▶ _Requirement_: Rewrite the records as a JSON list of strings, one string per line with blank lines omitted, starting at the first line of the records and stopping after the line that contains "[[[222,71],[221,0],[1,0],[1,69]]]". Leave the pictures out of the answer.

▶ _Extracted information_:
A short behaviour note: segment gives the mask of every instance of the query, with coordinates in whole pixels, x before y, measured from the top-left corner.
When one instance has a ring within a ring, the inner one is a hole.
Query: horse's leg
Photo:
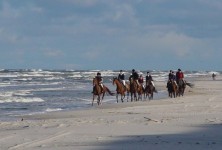
[[[98,95],[97,97],[97,104],[99,105],[99,102],[100,102],[100,95]]]
[[[132,102],[133,101],[133,93],[131,92],[130,94],[131,94],[131,102]]]
[[[122,93],[121,94],[121,101],[122,101],[122,103],[123,103],[123,99],[125,98],[125,94],[124,93]]]
[[[116,102],[118,103],[118,93],[116,93]]]
[[[95,95],[93,94],[92,106],[93,106],[94,99],[95,99]]]

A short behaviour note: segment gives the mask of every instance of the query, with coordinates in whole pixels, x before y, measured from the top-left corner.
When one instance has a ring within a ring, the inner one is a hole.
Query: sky
[[[222,71],[221,0],[1,0],[1,69]]]

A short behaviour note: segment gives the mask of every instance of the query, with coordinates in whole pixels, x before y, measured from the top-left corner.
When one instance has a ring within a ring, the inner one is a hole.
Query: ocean
[[[100,71],[112,92],[116,86],[112,78],[119,70],[0,70],[0,120],[13,120],[22,115],[53,111],[68,111],[91,108],[92,79]],[[150,71],[154,82],[168,79],[169,71]],[[138,71],[145,77],[146,71]],[[185,71],[185,78],[192,81],[199,76],[210,77],[212,71]],[[221,72],[214,72],[221,74]],[[124,71],[126,79],[131,70]],[[158,91],[154,100],[167,97],[167,91]],[[126,100],[125,100],[126,101]],[[105,95],[103,103],[116,103],[115,96]],[[94,104],[96,105],[96,103]]]

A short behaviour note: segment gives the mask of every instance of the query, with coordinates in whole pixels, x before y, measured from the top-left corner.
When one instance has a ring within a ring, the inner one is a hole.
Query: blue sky
[[[0,68],[222,70],[221,0],[1,0]]]

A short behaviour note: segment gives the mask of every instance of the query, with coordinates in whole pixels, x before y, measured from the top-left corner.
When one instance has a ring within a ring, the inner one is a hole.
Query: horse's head
[[[95,86],[95,85],[98,85],[98,84],[99,84],[99,82],[98,82],[97,78],[93,78],[93,85]]]
[[[116,83],[116,81],[117,81],[117,78],[113,77],[113,85]]]

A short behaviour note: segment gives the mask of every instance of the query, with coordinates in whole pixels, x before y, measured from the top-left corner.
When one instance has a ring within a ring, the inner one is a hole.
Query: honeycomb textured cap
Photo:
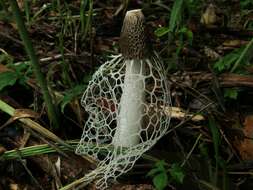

▶ _Full answer_:
[
  "A short behaviour note: segment gives the mask of every instance of the query, with coordinates in whole pixels, x before y, measured from the top-left corner.",
  "When one instance has a ring within a ring, the inner one is a hole.",
  "Query: horse's leg",
  "Photo:",
  "[[[98,95],[97,97],[97,104],[99,105],[99,102],[100,102],[100,95]]]",
  "[[[132,102],[133,101],[133,93],[131,92],[130,94],[131,94],[131,102]]]",
  "[[[122,93],[121,94],[121,101],[122,101],[122,103],[123,103],[123,99],[125,98],[125,94],[124,93]]]",
  "[[[116,102],[118,103],[118,93],[116,93]]]",
  "[[[95,95],[93,94],[92,106],[93,106],[94,99],[95,99]]]",
  "A short behaviour note: segment gives the mask of every instance of the query, with coordinates in whole pixels, x before y, measured from the top-left corner.",
  "When one instance has a ring within a ring, the inner one is a hole.",
  "Query: sky",
  "[[[222,71],[221,0],[1,0],[1,69]]]"
]